**Required task**
Pick up the passage on electron injection from MAPbI₃ into TiO₂ and continue it after its final sentence.

**Document section**

Electron injection from MAPbI₃ to TiO₂ is obvious for the sensitization structure, where the MAPbI₃ nanodots were deposited locally on TiO₂ surface and the mesopores in the TiO₂ film were filled with hole transporting spiro-MeOTAD.¹ However, working mechanism may be different in case of the mesoscopic structure in which pores of the TiO₂ film is filled with MAPbI₃. Although charge separation was observed at both TiO₂ and spiro-MeOTAD junctions in the mesoscopic structure by transient laser spectroscopy and microwave photoconductivity measurements,²² it was argued that the dominant transport pathway would be the perovskite absorber even in the mesoscopic structure.²³ This indicates that electron injection is debatable in the mesoscopic structure with mesoporous TiO₂ film impregnated with MAPbI₃. We are thus motivated to study on the degree of electron injection in the mesoscopic structure by depositing the electron non-accepting ZrO₂ layer²⁴ on TiO₂ surface and controlling the thickness of ZrO₂ layer.

**Supplied material**
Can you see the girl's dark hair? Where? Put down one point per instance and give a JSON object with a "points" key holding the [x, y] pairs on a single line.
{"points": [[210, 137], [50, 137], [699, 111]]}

**Exercise output**
Here, we report on effect of the ZrO₂ layer deposited on TiO₂ surface on photovoltaic performance of the mesoscopic structured perovskite solar cell. In order to investigate electron injection behavior, the thickness of the ZrO₂ thin layer was varied from about 5 Å to 22 Å by changing the concentration of zirconium butoxide coating solution. Photovoltaic parameters were substantially changed with increasing the ZrO₂ layer thickness, where photovoltage increased with ZrO₂ layer thickness and eventually approached to that for the pure ZrO₂ mesoporous film. Our experimental observation proves that electron injection occurs at least in the interfacial MAPbI₃ being in contact with TiO₂ surface.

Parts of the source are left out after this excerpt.